» Given text:
BlueMagpie-TTS
Private BlueMagpie-TTS checkpoint for internal research and evaluation.
This repository contains the inference artifact only: model weights, AudioVAE weights, tokenizer files, config, a default Hung-yi Lee speaker centroid, and usage documentation. It does not include optimizer state, scheduler state, training logs, local configs, or training-data metadata.
Intended Use
- Mandarin and mixed Mandarin/English text-to-speech evaluation.
- Internal experiments with reference-audio prompting, continuation prompting, and optional speaker-centroid conditioning.
- Do not redistribute the checkpoint or generated speech unless rights and consent are cleared for the intended use.
Install
git clone https://github.com/OpenFormosa/BlueMagpie-TTS
cd BlueMagpie-TTS
pip install -e ".[train]"
pip install soundfile huggingface_hub
Quick Start
import os
from huggingface_hub import snapshot_download
import soundfile as sf
import torch
from transformers import PreTrainedTokenizerFast
from bluemagpie import BlueMagpieModel
model_dir = snapshot_download("OpenFormosa/BlueMagpie-TTS", token=True)
# load tokenizer from tokenizer.json (works with newer transformers 5.x)
tokenizer = PreTrainedTokenizerFast(tokenizer_file=os.path.join(model_dir, "tokenizer.json"))
model = BlueMagpieModel.from_local(model_dir, tokenizer=tokenizer, training=False, device="cuda")

» Written problem 1:
Answer these questions about the BlueMagpie-TTS page:
(a) Which kinds of text-to-speech evaluation are listed as an intended use?
(b) Which two packages does the second pip install command add?
(c) What value is passed as the device when the model is loaded?
» Written problem 2: Write the next part of the BlueMagpie-TTS page, picking up after its final line.
The material after the BlueMagpie-TTS page comes from an unrelated source.

» Point annotation dataset records:
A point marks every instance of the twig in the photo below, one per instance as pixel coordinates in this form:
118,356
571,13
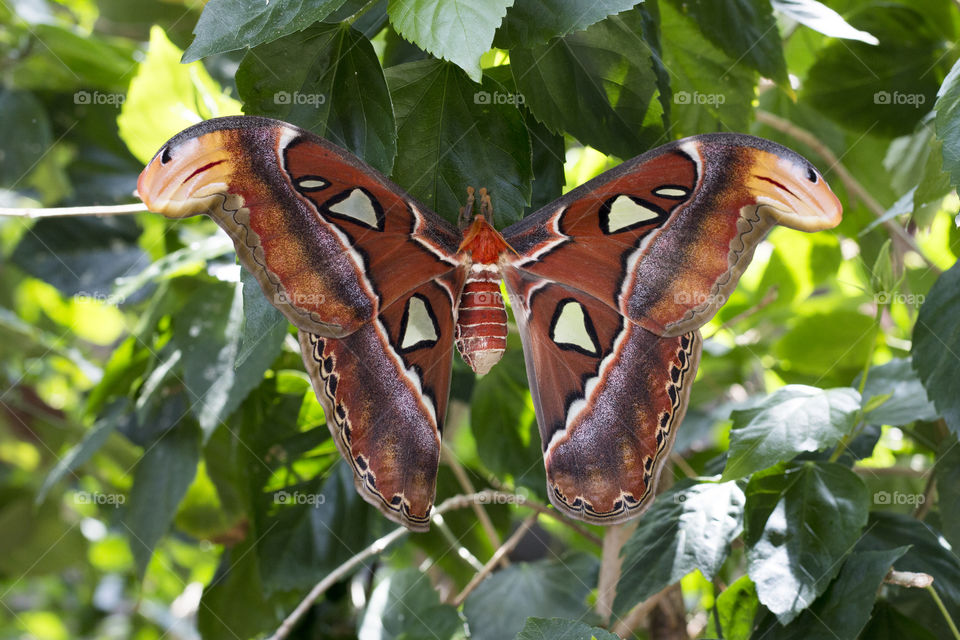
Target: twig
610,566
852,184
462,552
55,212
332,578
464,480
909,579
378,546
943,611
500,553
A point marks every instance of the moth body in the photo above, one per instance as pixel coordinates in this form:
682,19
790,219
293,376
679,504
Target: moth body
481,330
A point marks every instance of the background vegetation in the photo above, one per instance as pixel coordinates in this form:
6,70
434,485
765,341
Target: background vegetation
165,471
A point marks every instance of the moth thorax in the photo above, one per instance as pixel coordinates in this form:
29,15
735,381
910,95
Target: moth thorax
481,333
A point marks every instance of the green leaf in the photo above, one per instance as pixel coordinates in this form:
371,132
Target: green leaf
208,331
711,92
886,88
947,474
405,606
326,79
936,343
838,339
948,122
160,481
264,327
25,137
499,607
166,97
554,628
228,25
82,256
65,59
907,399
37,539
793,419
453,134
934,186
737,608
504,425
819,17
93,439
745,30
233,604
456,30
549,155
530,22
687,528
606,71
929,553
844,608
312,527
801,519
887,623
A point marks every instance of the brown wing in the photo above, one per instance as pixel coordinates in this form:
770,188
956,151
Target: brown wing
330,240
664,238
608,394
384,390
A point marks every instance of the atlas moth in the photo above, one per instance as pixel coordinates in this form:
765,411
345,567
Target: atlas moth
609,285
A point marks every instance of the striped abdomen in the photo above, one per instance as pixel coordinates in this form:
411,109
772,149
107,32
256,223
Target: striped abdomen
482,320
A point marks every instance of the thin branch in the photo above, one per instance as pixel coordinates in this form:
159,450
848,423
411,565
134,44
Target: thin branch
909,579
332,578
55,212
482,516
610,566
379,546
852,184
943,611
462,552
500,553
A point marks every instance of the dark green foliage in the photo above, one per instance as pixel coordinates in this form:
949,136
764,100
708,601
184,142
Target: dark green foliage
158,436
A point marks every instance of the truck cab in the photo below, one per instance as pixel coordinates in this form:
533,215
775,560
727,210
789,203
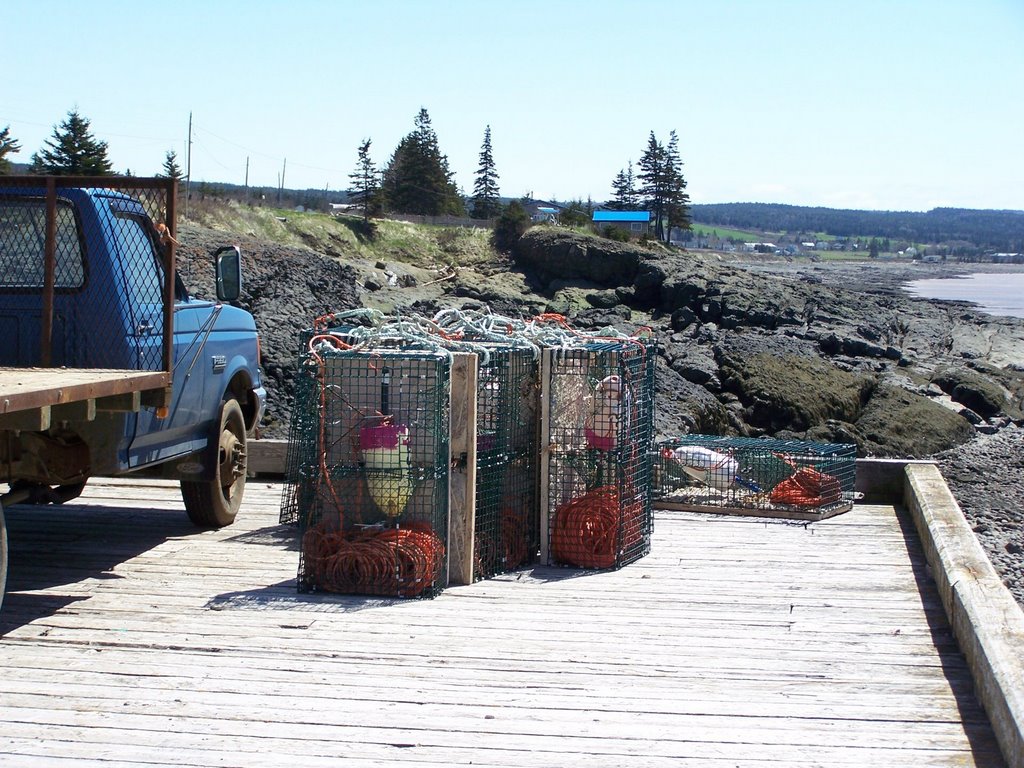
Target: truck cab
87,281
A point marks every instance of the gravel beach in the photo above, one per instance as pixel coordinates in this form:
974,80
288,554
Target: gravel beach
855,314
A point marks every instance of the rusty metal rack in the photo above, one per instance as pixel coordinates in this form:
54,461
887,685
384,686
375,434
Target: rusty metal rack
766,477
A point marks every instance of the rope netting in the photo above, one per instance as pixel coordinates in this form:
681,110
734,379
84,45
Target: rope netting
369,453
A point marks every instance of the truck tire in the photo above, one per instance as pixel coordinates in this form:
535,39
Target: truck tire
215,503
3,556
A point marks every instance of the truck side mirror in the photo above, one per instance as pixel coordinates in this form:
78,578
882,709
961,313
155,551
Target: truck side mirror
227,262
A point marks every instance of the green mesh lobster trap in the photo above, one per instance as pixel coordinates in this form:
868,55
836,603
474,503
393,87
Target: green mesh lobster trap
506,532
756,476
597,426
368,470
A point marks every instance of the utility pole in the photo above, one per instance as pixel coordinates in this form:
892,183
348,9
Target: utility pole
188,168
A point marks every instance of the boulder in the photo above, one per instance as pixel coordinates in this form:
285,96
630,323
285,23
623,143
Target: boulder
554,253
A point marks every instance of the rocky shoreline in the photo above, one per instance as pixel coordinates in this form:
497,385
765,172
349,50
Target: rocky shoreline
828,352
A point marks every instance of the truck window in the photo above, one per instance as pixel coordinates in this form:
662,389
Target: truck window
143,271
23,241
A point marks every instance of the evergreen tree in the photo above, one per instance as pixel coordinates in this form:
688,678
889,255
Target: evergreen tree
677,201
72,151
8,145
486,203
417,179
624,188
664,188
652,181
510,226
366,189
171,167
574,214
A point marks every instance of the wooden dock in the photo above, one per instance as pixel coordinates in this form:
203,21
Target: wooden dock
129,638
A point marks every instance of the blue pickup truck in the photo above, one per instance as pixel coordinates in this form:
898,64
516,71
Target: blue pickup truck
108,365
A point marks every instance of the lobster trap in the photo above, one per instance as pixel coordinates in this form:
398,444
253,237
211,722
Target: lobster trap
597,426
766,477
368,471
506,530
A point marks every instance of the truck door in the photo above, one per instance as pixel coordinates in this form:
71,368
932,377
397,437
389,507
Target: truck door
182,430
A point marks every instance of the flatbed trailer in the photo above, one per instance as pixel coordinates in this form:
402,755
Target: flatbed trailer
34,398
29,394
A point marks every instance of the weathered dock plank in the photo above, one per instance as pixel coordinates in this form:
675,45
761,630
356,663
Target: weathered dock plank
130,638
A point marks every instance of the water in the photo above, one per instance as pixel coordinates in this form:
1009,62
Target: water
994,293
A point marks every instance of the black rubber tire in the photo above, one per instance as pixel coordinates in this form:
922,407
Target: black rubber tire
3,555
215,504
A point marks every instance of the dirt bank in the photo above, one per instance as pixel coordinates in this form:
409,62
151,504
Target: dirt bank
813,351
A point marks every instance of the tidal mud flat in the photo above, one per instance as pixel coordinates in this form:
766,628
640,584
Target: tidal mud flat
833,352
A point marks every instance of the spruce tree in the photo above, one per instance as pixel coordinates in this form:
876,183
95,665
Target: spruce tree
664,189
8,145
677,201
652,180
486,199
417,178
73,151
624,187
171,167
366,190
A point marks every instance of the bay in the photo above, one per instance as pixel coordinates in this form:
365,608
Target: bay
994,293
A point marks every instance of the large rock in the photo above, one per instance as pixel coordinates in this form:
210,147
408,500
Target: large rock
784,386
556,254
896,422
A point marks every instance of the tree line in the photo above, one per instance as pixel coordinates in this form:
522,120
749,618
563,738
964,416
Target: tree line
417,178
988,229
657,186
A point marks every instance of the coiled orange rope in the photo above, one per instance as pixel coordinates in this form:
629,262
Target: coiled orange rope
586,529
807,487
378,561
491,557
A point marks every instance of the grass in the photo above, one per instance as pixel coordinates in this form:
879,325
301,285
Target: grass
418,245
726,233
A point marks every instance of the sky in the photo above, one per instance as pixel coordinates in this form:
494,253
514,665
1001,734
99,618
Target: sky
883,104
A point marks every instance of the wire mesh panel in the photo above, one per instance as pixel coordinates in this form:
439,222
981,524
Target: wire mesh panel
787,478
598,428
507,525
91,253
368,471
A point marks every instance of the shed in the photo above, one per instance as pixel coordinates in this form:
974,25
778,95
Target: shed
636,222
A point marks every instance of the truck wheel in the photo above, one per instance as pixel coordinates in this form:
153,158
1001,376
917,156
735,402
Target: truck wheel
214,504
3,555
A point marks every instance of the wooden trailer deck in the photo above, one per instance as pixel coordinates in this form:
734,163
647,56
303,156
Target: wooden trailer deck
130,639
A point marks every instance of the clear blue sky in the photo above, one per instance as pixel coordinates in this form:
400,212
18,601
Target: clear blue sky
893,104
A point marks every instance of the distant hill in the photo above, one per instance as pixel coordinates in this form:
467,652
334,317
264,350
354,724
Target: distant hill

» Exercise answer 1:
(a) Mandarin and mixed Mandarin/English text-to-speech evaluation.
(b) soundfile and huggingface_hub.
(c) "cuda"

» Exercise answer 2:
centroids = torch.load(
f"{model_dir}/checkpoints/hung_yi_lee_speaker_centroids.pt",
map_location="cpu",
weights_only=True,
)
speaker_centroid = centroids["centroids"][centroids["speaker_ids"].index("hung_yi_lee")]
audio = model.generate(
target_text="這是 AI TTS code switching 測試。",
cfg_value=2.8,
inference_timesteps=9,
max_len=2000,
retry_badcase=True,
speaker_centroid=speaker_centroid,
)
sf.write("sample.wav", audio.detach().cpu().numpy(), model.sample_rate)
Reference Audio Prompting
audio = model.generate(
target_text="今天的會議改到下午三點。",
reference_wav_path="reference_speaker.wav",
cfg_value=2.8,
inference_timesteps=9,
)
Only use reference audio from speakers you have permission to synthesize.
Recommended Defaults
The current recommended defaults are also recorded in config.json under
generation_defaults and in release_metadata.json under
recommended_generation_defaults.
cfg_value=2.8inference_timesteps=9max_len=2000retry_badcase=True- default speaker centroid:
checkpoints/hung_yi_lee_speaker_centroids.pt(speaker_id="hung_yi_lee", source datasetvoidful/hung-yi_lee)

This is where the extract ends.